[Excerpts from a detection dataset]
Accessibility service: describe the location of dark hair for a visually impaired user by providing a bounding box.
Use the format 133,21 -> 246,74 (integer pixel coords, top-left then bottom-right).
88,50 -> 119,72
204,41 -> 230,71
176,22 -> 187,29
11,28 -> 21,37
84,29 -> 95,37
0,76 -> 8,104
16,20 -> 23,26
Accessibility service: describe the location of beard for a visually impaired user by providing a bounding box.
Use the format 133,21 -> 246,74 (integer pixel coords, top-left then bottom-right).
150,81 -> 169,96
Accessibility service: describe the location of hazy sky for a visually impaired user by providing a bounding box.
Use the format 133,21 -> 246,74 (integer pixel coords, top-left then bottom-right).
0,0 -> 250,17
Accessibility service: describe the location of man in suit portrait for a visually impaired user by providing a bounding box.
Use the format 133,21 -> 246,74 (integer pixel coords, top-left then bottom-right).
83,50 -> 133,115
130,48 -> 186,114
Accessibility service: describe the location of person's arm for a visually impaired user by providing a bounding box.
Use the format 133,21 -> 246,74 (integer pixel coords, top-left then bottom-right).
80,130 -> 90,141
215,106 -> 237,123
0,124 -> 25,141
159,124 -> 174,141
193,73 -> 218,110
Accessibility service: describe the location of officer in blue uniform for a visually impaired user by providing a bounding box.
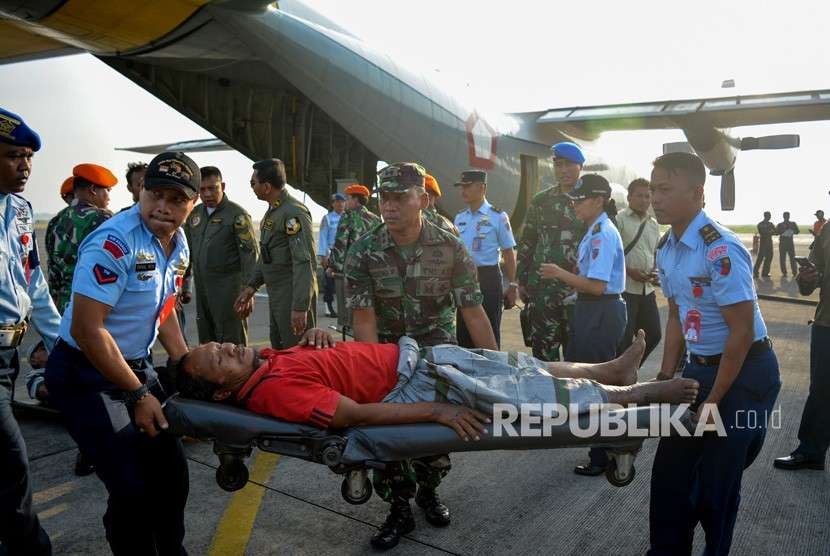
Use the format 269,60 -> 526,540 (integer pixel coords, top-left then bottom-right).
649,153 -> 781,555
46,152 -> 200,554
540,174 -> 627,476
454,170 -> 519,348
0,108 -> 60,554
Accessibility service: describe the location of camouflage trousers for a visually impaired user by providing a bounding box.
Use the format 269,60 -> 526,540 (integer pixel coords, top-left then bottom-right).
529,297 -> 573,361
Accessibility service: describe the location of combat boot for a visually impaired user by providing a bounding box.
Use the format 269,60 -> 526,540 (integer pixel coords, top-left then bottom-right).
370,500 -> 415,550
415,487 -> 450,527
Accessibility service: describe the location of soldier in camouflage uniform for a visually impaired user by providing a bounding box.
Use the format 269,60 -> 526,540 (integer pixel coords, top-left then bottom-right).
45,164 -> 118,313
234,158 -> 317,349
345,163 -> 496,548
327,184 -> 380,272
181,166 -> 257,345
424,174 -> 459,237
516,142 -> 585,361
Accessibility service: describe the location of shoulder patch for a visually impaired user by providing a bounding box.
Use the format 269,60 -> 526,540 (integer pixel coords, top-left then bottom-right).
698,224 -> 722,245
285,216 -> 303,236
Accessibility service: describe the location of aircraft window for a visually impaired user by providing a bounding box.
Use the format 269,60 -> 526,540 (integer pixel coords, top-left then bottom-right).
741,95 -> 813,104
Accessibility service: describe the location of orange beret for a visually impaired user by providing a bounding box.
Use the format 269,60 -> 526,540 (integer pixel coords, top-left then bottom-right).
344,183 -> 369,197
72,164 -> 118,188
61,176 -> 75,197
424,174 -> 441,197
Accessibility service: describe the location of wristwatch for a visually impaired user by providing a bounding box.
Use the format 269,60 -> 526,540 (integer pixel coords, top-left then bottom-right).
124,384 -> 150,409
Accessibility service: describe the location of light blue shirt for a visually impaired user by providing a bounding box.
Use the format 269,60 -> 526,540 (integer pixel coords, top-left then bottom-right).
577,212 -> 625,294
317,211 -> 343,257
454,199 -> 516,266
657,210 -> 767,355
60,204 -> 190,359
0,193 -> 60,352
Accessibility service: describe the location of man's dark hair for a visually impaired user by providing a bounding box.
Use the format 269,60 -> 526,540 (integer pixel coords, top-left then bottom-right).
127,162 -> 147,185
254,158 -> 285,189
628,178 -> 651,193
652,153 -> 706,185
175,354 -> 220,402
199,166 -> 222,181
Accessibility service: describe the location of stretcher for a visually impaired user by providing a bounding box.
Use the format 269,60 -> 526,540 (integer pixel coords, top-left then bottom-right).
164,396 -> 691,504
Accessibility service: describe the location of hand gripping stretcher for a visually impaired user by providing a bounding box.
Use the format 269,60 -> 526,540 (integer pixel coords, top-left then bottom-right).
164,396 -> 688,504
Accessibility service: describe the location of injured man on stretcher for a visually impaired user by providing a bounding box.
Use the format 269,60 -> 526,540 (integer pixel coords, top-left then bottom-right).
174,329 -> 698,440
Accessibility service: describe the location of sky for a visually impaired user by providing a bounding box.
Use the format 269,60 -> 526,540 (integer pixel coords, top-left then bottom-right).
0,0 -> 830,224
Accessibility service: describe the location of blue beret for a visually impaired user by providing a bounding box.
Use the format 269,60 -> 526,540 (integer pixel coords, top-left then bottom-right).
0,108 -> 40,151
550,141 -> 585,164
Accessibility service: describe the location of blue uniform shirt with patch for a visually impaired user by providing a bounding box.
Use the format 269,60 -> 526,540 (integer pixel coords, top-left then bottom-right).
657,210 -> 767,355
454,199 -> 516,266
60,204 -> 190,359
577,212 -> 625,294
0,193 -> 60,352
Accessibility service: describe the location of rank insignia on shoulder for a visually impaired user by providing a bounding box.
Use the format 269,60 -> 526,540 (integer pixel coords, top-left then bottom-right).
285,216 -> 303,236
698,224 -> 721,245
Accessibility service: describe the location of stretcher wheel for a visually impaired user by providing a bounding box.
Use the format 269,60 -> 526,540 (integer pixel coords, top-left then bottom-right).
216,461 -> 248,492
340,474 -> 372,506
605,459 -> 637,487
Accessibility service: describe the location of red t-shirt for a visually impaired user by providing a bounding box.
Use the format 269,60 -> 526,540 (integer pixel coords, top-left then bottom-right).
237,342 -> 398,428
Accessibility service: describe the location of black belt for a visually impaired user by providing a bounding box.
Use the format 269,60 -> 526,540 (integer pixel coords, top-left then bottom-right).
576,293 -> 622,301
689,338 -> 772,367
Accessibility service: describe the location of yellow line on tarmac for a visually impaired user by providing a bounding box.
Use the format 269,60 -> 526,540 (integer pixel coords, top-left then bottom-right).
208,452 -> 280,556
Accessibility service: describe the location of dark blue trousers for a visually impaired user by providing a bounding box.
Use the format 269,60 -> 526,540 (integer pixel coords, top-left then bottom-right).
565,296 -> 627,467
795,324 -> 830,461
648,350 -> 781,556
46,341 -> 189,555
0,348 -> 52,555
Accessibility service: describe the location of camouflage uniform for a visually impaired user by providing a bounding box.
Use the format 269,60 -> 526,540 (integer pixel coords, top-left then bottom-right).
344,164 -> 482,507
423,208 -> 459,237
248,190 -> 317,349
45,199 -> 112,314
329,206 -> 381,274
516,186 -> 585,361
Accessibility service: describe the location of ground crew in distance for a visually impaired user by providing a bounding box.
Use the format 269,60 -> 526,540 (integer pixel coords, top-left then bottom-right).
539,174 -> 627,477
423,174 -> 458,237
649,153 -> 781,556
234,158 -> 317,349
0,108 -> 60,556
182,166 -> 257,345
45,164 -> 118,314
516,142 -> 585,361
344,163 -> 496,549
46,152 -> 200,555
752,211 -> 778,278
454,170 -> 519,347
317,193 -> 346,317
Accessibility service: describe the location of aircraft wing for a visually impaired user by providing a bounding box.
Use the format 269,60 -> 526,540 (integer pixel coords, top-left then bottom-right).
517,90 -> 830,140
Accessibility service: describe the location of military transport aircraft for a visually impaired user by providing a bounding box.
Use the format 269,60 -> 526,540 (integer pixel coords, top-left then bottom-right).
0,0 -> 830,226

-- GOAL --
List every line above that contains the word "hair", matching case exactly.

-- WRITTEN SOLUTION --
Accessibility service: describe the location of dark hair for a visually impaired user by providing a bounding box.
Accessibility service: describe the location of man's dark hair for a visually impaired user by providing a bounding box.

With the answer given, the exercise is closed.